-- Begin PAGE EXCERPT --
- Full name: Jeremy Reece Bischoff
- Born: January 16, 2002 (age 24) Panorama City, California, U.S.
- Height: 5 ft 8 in (173 cm)

Gymnastics career
- Discipline: Men's artistic gymnastics
- Country represented: United States (2023–2025)
- College team: Stanford Cardinal (2021–2025)
- Gym: Waller's Gymjam Academy
- Head coach: Thom Glielmi
- Assistant coaches: Rubén López; Grant Breckenridge;
- Former coach: Raj Bhavsar
- Retired: May 7, 2025
- Medal record
Men's artistic gymnastics
Representing Stanford Cardinal
NCAA Championships
| Gold medal – first place | 2021 Minneapolis | Team |
| Gold medal – first place | 2022 Norman | Team |
| Gold medal – first place | 2023 State College | Team |
| Gold medal – first place | 2024 Columbus | Team |
| Silver medal – second place | 2025 Ann Arbor | Team |

= Jeremy Bischoff =

American artistic gymnast

Jeremy Reece Bischoff (born January 16, 2002) is an American former artistic gymnast. He was a member of the United States national gymnastics team and competed in collegiate gymnastics for the Stanford Cardinal and helped the Cardinal win four NCAA National Championships.

==Early life and education==
Jeremy Bischoff was born and raised in Santa Clarita, California, to Mia and David Bischoff. He has one sibling, Kiona. He attended Learning Post Academy and graduated in 2020. As a student-athlete at Stanford University, Bischoff majored in computer science. He started gymnastics at four years old and trained under Raj Bhavsar at Waller's Gymjam Academy.
-- End PAGE EXCERPT --
-- Begin ENTRIES PROVIDED --
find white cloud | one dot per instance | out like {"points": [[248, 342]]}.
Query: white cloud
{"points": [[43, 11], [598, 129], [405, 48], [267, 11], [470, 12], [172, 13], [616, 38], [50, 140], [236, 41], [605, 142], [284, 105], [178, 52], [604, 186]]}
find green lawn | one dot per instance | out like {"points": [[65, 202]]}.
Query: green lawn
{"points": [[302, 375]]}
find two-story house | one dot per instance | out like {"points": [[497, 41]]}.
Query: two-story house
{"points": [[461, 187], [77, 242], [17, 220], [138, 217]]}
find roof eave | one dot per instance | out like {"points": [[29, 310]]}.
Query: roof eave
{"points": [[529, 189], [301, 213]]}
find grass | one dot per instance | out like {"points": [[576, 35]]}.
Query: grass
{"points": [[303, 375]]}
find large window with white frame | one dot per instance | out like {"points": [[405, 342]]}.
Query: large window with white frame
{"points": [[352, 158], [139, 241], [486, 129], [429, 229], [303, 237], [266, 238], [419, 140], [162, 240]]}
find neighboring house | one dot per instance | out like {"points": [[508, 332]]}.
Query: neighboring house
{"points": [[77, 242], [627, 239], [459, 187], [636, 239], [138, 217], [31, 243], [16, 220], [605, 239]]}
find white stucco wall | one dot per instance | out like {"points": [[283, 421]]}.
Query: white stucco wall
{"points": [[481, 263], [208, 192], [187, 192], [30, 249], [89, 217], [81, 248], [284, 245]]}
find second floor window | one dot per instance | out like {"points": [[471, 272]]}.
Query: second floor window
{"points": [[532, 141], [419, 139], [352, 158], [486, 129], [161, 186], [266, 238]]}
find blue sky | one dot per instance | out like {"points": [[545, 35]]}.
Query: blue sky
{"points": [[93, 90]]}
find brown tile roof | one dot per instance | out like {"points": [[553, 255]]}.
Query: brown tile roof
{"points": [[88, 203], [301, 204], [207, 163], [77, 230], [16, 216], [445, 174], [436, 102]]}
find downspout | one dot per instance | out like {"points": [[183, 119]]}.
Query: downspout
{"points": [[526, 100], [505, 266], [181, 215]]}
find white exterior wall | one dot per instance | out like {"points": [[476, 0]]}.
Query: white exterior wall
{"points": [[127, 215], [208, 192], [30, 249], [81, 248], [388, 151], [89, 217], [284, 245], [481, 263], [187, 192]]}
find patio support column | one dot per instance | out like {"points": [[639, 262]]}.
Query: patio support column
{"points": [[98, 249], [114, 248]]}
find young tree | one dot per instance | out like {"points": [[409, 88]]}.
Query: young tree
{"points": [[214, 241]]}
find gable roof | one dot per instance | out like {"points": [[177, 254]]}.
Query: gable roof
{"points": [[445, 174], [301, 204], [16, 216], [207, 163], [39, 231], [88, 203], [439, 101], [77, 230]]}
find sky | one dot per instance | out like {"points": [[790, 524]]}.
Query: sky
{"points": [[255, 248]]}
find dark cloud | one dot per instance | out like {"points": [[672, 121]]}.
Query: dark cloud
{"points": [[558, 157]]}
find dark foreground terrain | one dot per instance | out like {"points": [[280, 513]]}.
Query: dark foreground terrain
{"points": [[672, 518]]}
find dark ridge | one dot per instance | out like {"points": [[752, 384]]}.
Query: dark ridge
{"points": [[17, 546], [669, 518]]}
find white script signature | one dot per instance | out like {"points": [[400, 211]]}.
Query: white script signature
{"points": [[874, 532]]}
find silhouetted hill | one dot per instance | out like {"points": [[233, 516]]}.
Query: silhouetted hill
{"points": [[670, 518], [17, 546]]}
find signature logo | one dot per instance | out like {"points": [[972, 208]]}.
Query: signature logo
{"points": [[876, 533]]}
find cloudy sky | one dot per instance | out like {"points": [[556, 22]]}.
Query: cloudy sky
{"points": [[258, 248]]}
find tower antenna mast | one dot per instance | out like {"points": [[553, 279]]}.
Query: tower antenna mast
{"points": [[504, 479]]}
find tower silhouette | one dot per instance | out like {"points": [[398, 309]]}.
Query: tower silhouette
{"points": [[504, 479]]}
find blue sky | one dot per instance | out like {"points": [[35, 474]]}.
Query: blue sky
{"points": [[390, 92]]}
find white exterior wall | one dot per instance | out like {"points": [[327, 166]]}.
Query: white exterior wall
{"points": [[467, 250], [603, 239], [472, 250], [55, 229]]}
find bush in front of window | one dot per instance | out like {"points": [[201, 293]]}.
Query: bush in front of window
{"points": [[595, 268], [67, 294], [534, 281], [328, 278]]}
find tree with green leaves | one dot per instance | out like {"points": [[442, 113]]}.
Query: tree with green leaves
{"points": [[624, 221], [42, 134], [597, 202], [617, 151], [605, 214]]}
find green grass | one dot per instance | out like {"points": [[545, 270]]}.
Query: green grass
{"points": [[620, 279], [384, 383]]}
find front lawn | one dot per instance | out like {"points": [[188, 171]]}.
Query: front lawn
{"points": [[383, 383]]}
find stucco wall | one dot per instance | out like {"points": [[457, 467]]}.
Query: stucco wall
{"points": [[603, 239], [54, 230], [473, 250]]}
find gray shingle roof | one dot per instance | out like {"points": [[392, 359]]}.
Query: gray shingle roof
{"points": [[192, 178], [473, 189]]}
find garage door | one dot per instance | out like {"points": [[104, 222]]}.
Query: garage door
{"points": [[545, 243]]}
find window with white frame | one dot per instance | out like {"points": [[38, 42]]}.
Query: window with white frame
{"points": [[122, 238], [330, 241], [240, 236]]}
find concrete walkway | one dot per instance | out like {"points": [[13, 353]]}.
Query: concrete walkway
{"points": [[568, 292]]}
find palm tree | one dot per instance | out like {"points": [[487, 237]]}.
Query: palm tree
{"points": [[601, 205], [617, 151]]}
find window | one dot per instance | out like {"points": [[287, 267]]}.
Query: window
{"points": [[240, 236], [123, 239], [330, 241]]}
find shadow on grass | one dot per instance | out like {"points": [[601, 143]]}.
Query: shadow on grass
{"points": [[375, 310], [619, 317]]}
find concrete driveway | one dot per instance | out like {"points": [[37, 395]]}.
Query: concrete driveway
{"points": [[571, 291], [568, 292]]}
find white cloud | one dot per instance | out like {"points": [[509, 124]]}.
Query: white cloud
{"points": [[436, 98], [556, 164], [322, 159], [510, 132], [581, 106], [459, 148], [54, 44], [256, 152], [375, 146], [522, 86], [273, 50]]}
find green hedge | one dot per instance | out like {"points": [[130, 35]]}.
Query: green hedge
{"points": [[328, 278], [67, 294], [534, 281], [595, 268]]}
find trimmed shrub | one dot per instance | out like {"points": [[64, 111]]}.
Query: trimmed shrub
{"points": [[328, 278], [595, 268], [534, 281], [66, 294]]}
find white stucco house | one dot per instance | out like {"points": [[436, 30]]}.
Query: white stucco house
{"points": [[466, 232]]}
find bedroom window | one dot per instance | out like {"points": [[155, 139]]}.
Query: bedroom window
-- End ENTRIES PROVIDED --
Transcribe the part of the Jeremy Bischoff text that begins at the words "Jeremy Reece Bischoff (born" and stops after the words "Waller's Gymjam Academy.". The rows have no connection to the text about Jeremy Bischoff.

■ **SOLUTION BELOW**
Jeremy Reece Bischoff (born January 16, 2002) is an American former artistic gymnast. He was a member of the United States national gymnastics team and competed in collegiate gymnastics for the Stanford Cardinal and helped the Cardinal win four NCAA National Championships.

==Early life and education==
Jeremy Bischoff was born and raised in Santa Clarita, California, to Mia and David Bischoff. He has one sibling, Kiona. He attended Learning Post Academy and graduated in 2020. As a student-athlete at Stanford University, Bischoff majored in computer science. He started gymnastics at four years old and trained under Raj Bhavsar at Waller's Gymjam Academy.